Referring expression data:
***

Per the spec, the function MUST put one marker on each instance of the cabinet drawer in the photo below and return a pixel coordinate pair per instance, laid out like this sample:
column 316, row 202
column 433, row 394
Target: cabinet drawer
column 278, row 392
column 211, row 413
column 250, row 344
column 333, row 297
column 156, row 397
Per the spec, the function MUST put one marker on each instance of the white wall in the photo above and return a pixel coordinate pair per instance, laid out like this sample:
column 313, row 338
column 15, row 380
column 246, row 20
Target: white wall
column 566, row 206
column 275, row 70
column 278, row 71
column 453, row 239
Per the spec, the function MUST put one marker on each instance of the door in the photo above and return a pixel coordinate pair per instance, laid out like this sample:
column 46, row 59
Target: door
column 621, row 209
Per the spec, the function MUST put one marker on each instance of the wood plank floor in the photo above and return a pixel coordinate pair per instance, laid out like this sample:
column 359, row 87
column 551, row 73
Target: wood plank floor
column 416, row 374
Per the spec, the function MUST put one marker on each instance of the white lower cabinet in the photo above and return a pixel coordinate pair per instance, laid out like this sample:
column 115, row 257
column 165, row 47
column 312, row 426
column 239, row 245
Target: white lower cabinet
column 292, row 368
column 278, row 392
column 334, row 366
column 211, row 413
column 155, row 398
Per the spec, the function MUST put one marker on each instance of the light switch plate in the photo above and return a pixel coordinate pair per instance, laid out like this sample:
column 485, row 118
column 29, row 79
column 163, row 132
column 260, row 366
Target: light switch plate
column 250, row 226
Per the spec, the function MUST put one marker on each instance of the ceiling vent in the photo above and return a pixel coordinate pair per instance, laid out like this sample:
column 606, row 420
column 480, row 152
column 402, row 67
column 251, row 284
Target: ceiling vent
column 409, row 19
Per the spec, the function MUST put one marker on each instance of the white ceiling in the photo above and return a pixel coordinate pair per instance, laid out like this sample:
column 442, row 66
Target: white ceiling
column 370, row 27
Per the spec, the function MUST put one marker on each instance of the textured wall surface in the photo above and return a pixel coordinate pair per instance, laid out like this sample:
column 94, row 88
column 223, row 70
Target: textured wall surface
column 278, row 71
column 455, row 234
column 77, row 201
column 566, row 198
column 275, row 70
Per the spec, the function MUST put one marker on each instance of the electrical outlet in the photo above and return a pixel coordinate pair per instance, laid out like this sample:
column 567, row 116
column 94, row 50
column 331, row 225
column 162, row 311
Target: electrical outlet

***

What needs to be done:
The whole of the data above must be given again, unaltered and complete.

Your response:
Per the spec, the function MUST put one marker on each instance of the cabinet drawer in the photo below and return a pixel coordinate pair per instance, laid out like this sample:
column 316, row 202
column 433, row 394
Target: cabinet drawer
column 278, row 392
column 211, row 413
column 250, row 344
column 333, row 297
column 156, row 397
Per the spec, the function MUST put one marker on each instance of the white wall in the photo above and return a pixel coordinate pair per instance, laid out like this sample:
column 313, row 338
column 15, row 380
column 246, row 20
Target: white wall
column 566, row 206
column 275, row 70
column 278, row 71
column 453, row 239
Per the spec, the function MUST put one marker on each instance of the door in the photo above and return a pixel coordinate pair per instance, laid out like this sample:
column 46, row 59
Target: door
column 621, row 209
Per the spec, the function MUST put one marker on each instance of the wood plank floor in the photo above and return a pixel coordinate pair per instance, laid out like this sample:
column 359, row 87
column 551, row 73
Target: wood plank floor
column 416, row 374
Per the spec, the function MUST put one marker on each instance of the white lower cabinet in the photo above and return a pixel coordinate pair per instance, laid out like this sample:
column 115, row 257
column 165, row 47
column 312, row 426
column 239, row 245
Target: white lower cabinet
column 292, row 368
column 278, row 392
column 334, row 366
column 211, row 413
column 155, row 398
Per the spec, the function MUST put one marker on each instance of the light switch plate in the photo above and return a pixel coordinate pair per instance, laid out like this sample:
column 485, row 118
column 29, row 79
column 163, row 132
column 260, row 366
Target: light switch plate
column 250, row 226
Per the spec, the function MUST put one marker on each instance of the ceiling vent in the photo above and return a pixel coordinate pair per instance, laid out like this sample:
column 606, row 420
column 480, row 152
column 402, row 67
column 251, row 284
Target: ceiling vent
column 409, row 19
Per the spec, the function MUST put one marker on each instance of the white ceiling in the photo above and return a pixel coordinate pair per instance, laid out like this sample:
column 442, row 66
Target: white ceiling
column 370, row 27
Per the spec, the function MUST put one marker on each instance of the textured wall surface in the photo above and return a pixel coordinate pair per instance, laid out like this sample:
column 94, row 88
column 223, row 70
Target: textured wall surface
column 278, row 71
column 455, row 234
column 77, row 201
column 566, row 198
column 275, row 70
Per the spec, the function MUST put one marker on each instance of the electrical outlet in the photo above and return a pixel coordinate pair per instance, laid out like this sample:
column 567, row 116
column 94, row 50
column 331, row 225
column 162, row 311
Target: electrical outlet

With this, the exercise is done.